··· Text passage ···

Re: Incremental backup

From: Mladen Gogala <gogala(dot)mladen(at)gmail(dot)com>
To: pgsql-general(at)lists(dot)postgresql(dot)org
Subject: Re: Incremental backup
Date: 2021-10-29 01:14:53
Message-ID: 3d5f2552-c819-c423-cb37-e190f74ea37f@gmail.com
Views: Raw Message | Whole Thread | Download mbox | Resend email
Thread:
Lists: pgsql-general


On 10/28/21 18:07, Andreas Joseph Krogh wrote:
> I think everybody agrees that incremental backup /per database/, and
> not cluster-wide, is nice, and it would be nice if PG supported it.
> But, given the way PG is architectured, having cluster-wide WALs,
> that's not an easy task to implement.
> Repeating "other databases have it" doesn't change that.
> --
> Andreas Joseph Krogh

I am not advocating for the database level incremental backups, but all
databases that have it also have cluster wide/instance wide WAL logs.

···

## Tasks to complete:
(a) In the incremental backup post, what makes per-database incremental backup hard to implement in PG, according to the quoted message?
(b) Please say whether each statement agrees with the incremental backup post, giving yes or no and quoting the deciding words: (i) Gogala argues in favor of database-level incremental backups. (ii) The reply was sent to the pgsql-general list. (iii) Krogh says that repeating "other databases have it" changes the situation.

··· Entries provided ···

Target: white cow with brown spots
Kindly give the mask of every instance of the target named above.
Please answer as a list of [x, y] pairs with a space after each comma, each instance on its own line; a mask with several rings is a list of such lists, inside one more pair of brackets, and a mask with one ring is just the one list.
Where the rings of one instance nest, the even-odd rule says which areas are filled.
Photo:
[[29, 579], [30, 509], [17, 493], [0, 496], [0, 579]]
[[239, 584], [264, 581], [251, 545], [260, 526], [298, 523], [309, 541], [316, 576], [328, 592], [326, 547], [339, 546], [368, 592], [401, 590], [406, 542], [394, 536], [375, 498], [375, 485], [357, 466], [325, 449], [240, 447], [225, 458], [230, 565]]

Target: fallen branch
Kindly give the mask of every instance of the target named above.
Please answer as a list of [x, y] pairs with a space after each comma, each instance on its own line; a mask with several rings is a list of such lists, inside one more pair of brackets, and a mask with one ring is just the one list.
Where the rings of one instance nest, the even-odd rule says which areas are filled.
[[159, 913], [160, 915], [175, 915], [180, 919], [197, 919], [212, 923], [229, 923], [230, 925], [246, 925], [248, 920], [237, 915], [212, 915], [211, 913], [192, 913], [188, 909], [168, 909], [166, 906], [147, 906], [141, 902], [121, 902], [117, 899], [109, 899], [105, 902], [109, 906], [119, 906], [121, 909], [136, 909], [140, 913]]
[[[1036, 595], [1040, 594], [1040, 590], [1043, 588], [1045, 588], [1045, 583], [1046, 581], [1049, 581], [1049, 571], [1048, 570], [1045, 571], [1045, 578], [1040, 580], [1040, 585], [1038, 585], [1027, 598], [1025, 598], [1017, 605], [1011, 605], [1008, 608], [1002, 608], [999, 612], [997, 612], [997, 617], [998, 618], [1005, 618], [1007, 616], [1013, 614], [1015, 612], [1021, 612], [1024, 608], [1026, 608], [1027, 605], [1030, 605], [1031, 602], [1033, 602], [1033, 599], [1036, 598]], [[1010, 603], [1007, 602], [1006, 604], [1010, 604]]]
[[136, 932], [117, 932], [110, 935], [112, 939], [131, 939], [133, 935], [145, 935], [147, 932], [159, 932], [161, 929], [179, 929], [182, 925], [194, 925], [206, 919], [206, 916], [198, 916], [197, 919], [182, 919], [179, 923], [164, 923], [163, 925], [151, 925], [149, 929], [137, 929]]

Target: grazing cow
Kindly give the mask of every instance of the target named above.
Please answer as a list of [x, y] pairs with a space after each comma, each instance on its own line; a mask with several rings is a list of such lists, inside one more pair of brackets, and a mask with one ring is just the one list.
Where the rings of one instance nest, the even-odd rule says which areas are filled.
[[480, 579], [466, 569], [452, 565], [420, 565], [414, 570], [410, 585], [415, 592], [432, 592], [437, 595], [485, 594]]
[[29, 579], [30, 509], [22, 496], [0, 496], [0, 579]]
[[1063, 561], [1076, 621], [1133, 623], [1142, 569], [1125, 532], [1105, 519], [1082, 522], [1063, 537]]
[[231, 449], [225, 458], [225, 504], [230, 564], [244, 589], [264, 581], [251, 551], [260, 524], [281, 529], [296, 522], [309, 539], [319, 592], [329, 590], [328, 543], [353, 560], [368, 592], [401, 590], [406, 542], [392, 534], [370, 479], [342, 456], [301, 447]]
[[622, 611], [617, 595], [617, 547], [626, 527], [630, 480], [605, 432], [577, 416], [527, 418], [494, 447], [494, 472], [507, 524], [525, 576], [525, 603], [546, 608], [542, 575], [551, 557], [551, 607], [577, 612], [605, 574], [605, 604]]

···

## Expected answers:
(a) PG's architecture, which has cluster-wide WALs.

(b)
(i) No: "I am not advocating for the database level incremental backups"
(ii) Yes: "To: pgsql-general(at)lists(dot)postgresql(dot)org"
(iii) No: "Repeating "other databases have it" doesn't change that."